WHAT TO WORK ON.
If a line of the listing contains the string "above", return that line.

SUPPLIED DATA.
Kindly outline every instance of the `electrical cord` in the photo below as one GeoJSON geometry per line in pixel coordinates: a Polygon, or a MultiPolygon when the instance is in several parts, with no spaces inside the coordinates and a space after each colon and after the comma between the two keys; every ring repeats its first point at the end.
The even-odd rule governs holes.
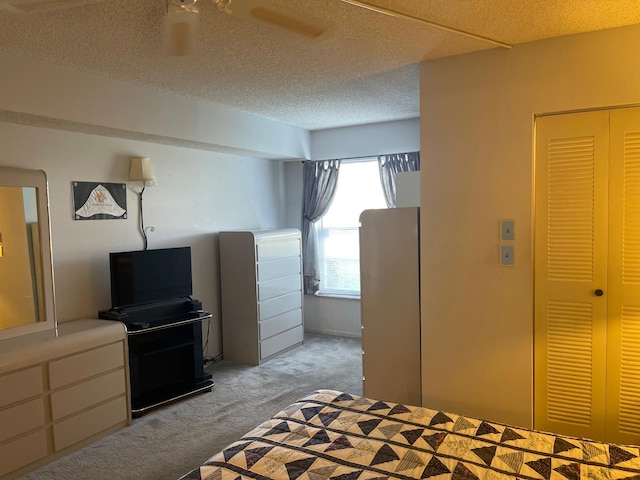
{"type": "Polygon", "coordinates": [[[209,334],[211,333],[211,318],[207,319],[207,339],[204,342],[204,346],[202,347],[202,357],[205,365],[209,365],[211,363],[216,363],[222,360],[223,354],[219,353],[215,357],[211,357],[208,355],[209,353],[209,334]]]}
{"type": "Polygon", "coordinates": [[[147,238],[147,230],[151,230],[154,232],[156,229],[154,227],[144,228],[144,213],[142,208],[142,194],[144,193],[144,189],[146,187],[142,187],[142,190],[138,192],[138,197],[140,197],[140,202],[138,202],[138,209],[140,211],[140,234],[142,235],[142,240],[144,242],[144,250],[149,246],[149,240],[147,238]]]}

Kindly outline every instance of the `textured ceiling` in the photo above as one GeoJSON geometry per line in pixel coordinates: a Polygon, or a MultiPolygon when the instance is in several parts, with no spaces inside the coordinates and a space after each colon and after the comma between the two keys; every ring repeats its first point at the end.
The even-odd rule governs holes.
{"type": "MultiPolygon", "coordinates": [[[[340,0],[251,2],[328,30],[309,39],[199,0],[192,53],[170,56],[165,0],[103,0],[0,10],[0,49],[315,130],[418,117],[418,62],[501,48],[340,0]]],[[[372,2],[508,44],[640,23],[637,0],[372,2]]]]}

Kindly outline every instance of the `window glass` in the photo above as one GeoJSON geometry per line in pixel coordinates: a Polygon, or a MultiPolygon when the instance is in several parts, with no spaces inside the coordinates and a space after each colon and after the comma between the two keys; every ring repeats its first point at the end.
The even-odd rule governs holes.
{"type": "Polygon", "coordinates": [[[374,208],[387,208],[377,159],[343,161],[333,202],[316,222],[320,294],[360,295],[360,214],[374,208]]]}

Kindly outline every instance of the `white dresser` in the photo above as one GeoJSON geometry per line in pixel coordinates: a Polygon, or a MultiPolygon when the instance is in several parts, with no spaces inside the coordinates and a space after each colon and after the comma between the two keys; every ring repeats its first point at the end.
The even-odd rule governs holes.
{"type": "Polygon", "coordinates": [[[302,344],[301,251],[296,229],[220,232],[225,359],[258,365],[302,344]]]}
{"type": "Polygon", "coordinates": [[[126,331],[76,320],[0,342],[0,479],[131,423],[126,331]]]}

RESULT.
Kindly outline every instance of the `textured ceiling` in the photo above as one GeoJSON geometry per line in pixel coordinates: a Polygon, or a MultiPolygon when the instance is in several parts, with no spaces inside the coordinates and a space after each colon and after the comma between the two keys; every ring repeats its first point at the end.
Kindly outline every instance of the `window glass` in the photo above as one GeoJSON geometry per line in pixel coordinates: a Polygon, or a MultiPolygon when the instance is in several parts, with no spaces inside the coordinates and a space after each colon and after the comma between the two keys; every ring repeats its first point at the end.
Kindly outline every instance of the `white dresser` in the photo above as one GeoJSON geometry per line in pixel coordinates: a Polygon, or a MultiPolygon when the instance is in several parts, with no spaces inside the coordinates and a space after each colon and after the comma between the two keys; every ring repeats its first point at the end.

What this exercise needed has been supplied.